▸ **Source document**
The -aa kernel seems to contain patches to a few dozen subsystems.
The -rmap patch is pretty much only VM changes.
You're right that this is not a strict VM vs VM comparison...
kind regards,
Rik
--
"Linux holds advantages over the single-vendor commercial OS"
-- Microsoft's "Competing with Linux" document
http://www.surriel.com/ http://distro.conectiva.com/
On Fri, Jan 25, 2002 at 03:03:16PM -0200, Rik van Riel wrote:
> The -aa kernel seems to contain patches to a few dozen subsystems.
> The -rmap patch is pretty much only VM changes.
> You're right that this is not a strict VM vs VM comparison...
Agreed. Andrea's tree seemed to gain quite a bit of a lead
when bits of the lowlat patches were applied for eg.
Just taking 00_vm_?? from ../people/andrea/.. would give better
comparison for a head to head vm pissing contest.
--
| Dave Jones. http://www.codemonkey.org.uk
| SuSE Labs
On Thu, Jan 24, 2002 at 10:23:57PM -0500, [email protected] wrote:
> > [snip results: -aa twice as fast as -rmap for dbench,
> > -rmap twice as fast as -aa for tiobench]
>
> Look closely at all the numbers:
>
> dbench 64 128 192 on ext completed in 4500 seconds on 2.4.18pre4aa1
> dbench 64 128 192 on ext completed in 12471 seconds on 2.4.17rmap12a
>
> 2.4.18pre4aa1 completed the three dbenches 277% faster.
>
> For tiobench:
>
> Tiobench is interesting because it has the CPU% column. I mentioned
> sequential reads because it's a bench where 2.4.17rmap12a was faster.
> Someone else might say 2.4.18pre4aa1 was 271% faster at random reads.
> Let's analyze CPU efficiency where threads = 1:
>
> Num Seq Read Rand Read Seq Write Rand Write
> Thr Rate (CPU%) Rate (CPU%) Rate (CPU%) Rate (CPU%)
> --- ------------- ----------- ------------- -----------
> 2.4.17rmap12a 1 22.85 32.2% 1.15 2.2% 13.10 83.5% 0.71 1.6%
> 2.4.18pre4aa1 1 11.23 21.3% 3.12 4.8% 11.92 66.1% 0.66 1.3%
Those weird numbers generated by rmap12a on tiobench shows that the page
replacement algorithm in rmap is not able to detect cache pollution,
that lefts pollution in cache rather than discarding the pollution, so
later that is causing reads not to be served from disk, but to be served
from cache.

▸ **Material provided**
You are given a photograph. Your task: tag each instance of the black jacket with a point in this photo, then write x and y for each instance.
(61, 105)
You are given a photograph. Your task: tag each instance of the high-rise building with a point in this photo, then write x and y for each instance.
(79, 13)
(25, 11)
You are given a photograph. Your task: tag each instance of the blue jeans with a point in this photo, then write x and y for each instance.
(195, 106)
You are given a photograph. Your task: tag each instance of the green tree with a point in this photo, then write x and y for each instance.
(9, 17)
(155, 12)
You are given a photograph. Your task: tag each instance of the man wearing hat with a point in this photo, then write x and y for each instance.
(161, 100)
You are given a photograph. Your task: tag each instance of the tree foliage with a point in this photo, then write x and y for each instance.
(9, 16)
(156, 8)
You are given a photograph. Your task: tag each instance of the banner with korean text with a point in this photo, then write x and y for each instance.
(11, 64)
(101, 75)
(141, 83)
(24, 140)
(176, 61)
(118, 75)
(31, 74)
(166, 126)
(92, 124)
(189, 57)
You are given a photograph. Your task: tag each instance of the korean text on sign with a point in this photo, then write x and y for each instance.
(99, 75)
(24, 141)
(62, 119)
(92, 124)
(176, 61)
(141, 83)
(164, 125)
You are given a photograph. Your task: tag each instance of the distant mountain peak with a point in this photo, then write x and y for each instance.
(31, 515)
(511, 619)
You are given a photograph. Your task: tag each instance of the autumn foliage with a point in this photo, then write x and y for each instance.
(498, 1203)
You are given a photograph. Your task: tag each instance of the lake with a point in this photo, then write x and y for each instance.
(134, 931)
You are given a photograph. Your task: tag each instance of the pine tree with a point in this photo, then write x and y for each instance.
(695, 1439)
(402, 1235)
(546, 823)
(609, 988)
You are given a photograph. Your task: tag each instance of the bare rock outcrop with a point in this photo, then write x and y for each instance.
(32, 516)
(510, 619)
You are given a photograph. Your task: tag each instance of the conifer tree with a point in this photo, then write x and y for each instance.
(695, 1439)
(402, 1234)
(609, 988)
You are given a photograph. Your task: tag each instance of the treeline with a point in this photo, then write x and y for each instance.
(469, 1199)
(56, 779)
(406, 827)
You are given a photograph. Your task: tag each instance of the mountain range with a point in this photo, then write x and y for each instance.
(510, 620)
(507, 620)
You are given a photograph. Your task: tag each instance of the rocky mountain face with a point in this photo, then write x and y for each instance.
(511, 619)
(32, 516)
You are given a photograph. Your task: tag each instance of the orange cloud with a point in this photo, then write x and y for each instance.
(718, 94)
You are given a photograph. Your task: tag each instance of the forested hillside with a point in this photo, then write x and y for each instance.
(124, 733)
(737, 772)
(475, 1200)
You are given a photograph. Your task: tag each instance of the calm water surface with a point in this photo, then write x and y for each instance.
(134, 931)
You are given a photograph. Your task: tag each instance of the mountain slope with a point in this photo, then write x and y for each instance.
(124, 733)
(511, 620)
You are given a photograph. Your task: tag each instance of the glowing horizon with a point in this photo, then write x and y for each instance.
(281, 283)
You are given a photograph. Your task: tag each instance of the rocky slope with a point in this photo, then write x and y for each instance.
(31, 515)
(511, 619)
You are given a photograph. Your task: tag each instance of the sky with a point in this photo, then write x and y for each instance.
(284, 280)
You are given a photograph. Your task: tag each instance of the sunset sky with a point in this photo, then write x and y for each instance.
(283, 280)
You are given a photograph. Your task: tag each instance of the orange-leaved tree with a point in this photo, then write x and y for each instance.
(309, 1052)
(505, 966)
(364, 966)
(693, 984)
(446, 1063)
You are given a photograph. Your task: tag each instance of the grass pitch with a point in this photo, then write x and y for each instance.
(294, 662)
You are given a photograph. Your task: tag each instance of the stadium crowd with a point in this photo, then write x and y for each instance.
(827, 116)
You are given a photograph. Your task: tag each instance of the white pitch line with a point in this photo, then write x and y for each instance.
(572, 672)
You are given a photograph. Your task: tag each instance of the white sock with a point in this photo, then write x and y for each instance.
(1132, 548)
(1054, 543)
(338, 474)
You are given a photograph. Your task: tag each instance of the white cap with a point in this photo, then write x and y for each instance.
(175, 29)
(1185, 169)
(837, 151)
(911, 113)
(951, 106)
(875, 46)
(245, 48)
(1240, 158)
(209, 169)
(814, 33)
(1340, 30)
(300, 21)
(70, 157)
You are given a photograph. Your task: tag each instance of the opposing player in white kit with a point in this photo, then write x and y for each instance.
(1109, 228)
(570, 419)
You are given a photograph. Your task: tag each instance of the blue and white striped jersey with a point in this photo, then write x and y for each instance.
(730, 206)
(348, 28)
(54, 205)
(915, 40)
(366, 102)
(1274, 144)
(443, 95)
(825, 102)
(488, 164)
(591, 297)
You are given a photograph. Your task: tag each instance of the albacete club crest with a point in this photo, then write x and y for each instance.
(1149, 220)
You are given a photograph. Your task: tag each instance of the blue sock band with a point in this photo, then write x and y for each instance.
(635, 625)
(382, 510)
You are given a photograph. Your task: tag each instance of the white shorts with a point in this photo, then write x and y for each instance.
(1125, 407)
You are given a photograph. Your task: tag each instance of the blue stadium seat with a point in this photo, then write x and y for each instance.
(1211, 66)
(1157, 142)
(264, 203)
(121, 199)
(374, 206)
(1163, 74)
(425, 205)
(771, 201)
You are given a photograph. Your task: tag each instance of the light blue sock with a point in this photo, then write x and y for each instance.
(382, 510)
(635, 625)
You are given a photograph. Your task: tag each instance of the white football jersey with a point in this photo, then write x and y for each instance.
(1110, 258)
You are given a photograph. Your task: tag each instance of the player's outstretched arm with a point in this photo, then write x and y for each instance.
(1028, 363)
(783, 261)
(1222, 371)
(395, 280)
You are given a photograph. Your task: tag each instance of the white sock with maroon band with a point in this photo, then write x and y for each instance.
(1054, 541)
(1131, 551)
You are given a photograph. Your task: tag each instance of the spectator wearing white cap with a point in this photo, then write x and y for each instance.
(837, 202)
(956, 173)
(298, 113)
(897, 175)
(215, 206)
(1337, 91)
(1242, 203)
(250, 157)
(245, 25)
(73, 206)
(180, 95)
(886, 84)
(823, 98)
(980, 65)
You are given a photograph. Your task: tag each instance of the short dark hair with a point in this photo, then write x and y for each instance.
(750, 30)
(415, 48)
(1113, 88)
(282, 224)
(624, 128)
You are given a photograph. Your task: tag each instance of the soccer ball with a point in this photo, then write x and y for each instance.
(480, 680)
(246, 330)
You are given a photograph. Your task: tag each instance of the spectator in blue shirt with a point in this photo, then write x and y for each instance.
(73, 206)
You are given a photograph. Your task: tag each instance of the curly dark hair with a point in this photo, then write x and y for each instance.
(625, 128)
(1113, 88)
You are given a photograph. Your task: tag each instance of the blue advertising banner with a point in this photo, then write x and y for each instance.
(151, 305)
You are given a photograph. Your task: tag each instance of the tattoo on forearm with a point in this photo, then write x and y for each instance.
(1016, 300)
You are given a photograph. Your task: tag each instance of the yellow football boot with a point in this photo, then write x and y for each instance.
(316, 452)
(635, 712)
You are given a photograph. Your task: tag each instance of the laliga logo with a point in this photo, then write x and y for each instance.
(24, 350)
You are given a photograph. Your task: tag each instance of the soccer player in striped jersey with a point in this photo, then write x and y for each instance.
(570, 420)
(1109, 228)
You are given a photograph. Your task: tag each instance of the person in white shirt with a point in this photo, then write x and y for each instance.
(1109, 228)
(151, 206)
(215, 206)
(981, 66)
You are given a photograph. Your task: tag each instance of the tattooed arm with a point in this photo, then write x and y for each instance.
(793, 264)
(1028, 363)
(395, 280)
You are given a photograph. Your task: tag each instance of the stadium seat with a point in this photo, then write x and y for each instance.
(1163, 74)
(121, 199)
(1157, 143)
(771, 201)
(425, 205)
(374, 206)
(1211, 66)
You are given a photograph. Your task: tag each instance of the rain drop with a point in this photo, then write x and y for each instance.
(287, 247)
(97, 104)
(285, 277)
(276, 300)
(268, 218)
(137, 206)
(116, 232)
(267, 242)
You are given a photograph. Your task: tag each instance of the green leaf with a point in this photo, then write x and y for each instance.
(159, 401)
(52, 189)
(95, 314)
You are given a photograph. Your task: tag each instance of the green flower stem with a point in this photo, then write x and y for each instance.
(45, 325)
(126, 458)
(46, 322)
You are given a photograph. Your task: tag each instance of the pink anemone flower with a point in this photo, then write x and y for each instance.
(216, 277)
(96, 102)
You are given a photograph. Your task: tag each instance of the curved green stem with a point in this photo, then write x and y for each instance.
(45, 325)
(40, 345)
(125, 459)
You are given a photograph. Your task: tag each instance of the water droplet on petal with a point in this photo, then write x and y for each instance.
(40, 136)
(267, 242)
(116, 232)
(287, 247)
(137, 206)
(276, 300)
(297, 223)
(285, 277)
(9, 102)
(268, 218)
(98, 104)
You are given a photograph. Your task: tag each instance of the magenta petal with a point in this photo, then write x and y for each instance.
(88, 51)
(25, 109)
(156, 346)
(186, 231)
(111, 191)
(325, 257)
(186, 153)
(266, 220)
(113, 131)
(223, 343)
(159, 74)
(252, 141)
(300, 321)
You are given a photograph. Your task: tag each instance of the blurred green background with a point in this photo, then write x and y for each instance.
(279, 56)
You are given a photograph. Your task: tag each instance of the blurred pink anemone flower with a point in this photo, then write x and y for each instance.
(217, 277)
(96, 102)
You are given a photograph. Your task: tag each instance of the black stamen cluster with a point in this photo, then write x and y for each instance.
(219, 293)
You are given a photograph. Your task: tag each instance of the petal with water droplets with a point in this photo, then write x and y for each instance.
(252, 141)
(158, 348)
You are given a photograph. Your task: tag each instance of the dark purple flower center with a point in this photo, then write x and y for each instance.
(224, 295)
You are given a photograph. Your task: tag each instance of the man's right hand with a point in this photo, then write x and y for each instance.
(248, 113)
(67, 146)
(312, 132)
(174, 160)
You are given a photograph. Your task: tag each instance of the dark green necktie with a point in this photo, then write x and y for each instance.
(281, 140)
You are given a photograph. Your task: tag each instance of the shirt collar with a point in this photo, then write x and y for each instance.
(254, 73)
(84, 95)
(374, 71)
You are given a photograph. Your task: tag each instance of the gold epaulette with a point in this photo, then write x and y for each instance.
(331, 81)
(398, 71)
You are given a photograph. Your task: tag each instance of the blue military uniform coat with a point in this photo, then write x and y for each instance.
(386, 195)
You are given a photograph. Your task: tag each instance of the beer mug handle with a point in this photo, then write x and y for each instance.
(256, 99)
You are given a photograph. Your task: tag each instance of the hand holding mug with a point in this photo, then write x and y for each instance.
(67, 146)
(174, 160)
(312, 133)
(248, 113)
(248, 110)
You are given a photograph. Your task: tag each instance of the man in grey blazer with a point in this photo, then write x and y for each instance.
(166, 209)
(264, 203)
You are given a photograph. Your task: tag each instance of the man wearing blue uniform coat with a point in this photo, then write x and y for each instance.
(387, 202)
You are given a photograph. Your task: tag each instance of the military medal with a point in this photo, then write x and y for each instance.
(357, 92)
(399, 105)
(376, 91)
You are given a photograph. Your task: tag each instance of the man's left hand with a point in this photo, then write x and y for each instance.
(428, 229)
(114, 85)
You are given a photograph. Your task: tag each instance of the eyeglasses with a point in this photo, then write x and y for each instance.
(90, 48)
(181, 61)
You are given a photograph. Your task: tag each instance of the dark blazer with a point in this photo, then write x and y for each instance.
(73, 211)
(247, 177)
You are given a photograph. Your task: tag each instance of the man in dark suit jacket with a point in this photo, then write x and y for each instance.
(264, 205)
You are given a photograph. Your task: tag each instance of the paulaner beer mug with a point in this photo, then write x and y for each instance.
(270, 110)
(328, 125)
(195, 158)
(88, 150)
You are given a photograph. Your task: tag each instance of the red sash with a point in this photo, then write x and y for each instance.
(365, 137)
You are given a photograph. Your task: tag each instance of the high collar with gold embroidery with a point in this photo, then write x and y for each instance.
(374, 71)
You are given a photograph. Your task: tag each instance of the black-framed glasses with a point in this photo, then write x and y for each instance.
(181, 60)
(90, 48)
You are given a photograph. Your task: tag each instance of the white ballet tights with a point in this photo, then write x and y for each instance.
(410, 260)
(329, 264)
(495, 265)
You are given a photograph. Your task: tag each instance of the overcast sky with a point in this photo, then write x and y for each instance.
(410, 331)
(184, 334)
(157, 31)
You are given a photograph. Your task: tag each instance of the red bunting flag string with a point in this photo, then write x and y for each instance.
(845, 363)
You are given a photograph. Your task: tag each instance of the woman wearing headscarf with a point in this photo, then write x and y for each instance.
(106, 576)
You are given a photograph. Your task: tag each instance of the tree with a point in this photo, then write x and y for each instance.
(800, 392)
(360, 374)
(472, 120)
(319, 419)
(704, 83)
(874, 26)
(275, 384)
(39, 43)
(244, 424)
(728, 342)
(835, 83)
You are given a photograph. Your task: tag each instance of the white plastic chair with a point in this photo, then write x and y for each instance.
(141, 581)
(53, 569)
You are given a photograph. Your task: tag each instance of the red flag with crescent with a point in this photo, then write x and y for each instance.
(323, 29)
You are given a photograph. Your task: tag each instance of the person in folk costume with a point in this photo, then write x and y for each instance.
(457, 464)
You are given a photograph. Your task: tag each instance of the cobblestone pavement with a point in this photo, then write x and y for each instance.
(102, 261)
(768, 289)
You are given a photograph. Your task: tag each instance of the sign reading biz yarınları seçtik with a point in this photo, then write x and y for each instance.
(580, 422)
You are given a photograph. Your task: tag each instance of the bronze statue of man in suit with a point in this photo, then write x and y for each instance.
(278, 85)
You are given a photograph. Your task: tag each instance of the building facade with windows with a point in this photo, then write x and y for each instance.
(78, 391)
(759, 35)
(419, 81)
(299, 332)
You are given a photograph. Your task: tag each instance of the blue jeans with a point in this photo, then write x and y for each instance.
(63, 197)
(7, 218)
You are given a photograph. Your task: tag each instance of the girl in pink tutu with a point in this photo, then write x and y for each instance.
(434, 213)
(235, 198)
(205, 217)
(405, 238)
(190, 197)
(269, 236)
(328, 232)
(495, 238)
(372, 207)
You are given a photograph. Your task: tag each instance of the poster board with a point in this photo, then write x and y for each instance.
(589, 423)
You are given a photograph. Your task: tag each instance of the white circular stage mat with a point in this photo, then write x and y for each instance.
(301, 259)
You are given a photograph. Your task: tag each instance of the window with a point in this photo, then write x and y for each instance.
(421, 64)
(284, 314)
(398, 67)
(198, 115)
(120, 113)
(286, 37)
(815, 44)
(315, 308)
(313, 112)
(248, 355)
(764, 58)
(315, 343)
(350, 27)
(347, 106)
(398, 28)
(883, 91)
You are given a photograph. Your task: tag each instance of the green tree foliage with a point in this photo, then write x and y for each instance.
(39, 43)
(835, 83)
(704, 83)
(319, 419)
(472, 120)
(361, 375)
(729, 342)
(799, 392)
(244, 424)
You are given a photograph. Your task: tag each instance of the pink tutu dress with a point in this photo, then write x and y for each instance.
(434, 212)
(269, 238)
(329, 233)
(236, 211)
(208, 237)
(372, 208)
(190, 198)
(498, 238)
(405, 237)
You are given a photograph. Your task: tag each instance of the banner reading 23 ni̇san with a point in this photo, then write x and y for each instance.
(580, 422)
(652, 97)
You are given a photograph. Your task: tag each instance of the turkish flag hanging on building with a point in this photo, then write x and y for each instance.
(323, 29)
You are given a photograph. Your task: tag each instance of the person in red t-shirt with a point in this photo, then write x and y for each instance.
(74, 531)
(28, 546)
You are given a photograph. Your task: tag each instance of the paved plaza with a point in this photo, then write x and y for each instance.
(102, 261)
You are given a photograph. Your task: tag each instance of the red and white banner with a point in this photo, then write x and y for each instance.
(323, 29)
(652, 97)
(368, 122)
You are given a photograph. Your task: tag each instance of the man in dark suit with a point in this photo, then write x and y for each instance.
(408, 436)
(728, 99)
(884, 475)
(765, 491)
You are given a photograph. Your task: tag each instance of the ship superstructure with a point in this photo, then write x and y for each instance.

▸ **Problem details**
Resume the mailing-list thread comparing the -aa and -rmap kernel patches from the point where it stops. The lines above are not needed here.

▸ **Answer to the task**
Being tiobench an I/O benchmark the above is a completly fake result,
seq read I/O is not going to be faster with rmap. If you change tiobench
to remount the fs where the output files are been generated between the
"random write" and the "seq read" tests, you should get out comparable
numbers.
I don't consider goodness the fact rmap12a lefts old pollution in the
caches, that seems to proof it will do the wrong thing when the most
recently used data is part of the working set (like after you do the
first cvs checkout, you want the second checkout not to hit the disk,
this page replacement in rmap12a should hit the disk the second time
too).
In some ways tiobench has the same problems of dbench. A broken page
replacement algorithm can generate stellar numbers in both of the two
benchmarks.
Furthmore running the 'seq read' after the 'random write' (tiobench does
that), adds even more "random" to the output of the 'seq read' because
the 'random read' and 'random write' tests are not comparable in first
place too: the random seed is setup always different, and also to make a
real 'seq read' test, the 'seq read' should be run after the 'seq
write', not after the 'random write' (even assuming the random seed is
always initialized to the same value).
Andrea
On January 25, 2002 01:09 am, Andrea Arcangeli wrote:
> On Thu, Jan 24, 2002 at 07:27:43AM +0100, Daniel Phillips wrote:
> > On January 24, 2002 06:23 am, [email protected] wrote:
> > > Benchmarks on 2.4.18pre4aa1 and lots of other kernels at:
> > > http://home.earthlink.net/~rwhron/kernel/k6-2-475.html
> >
> > "dbench 64, 128, 192 on ext2fs. dbench may not be the best I/O
> > benchmark, but it does create a high load, and may put some pressure on
> > the cpu and i/o schedulers. Each dbench process creates about 21
> > megabytes worth of files, so disk usage is 1.3 GB, 2.6 GB and 4.0 GB
> > for the dbench runs. Big enough so the tests cannot run from the
> > buffer/page caches on this box."
> >
> > Thanks kindly for the testing, but please don't use dbench any more for
> > benchmarks. If you are testing stability, fine, but dbench throughput
> > numbers are not good for much more than wild goose chases.
> >
> > Even when mostly uncached, dbench still produces flaky results.
>
> this is not enterely true. dbench has a value.
Yes, but not for benchmarks. It has value only as a stability test - while
it may in some cases provide some general indication of performance, its
variance is far too large, even under controlled conditions, for it to have
any value as a benchmark. I'm surprised you'd even suggest this.
Andrea, please, if we want good benchmarks let's at least be clear on what
tools benchmarkers should/should not be using.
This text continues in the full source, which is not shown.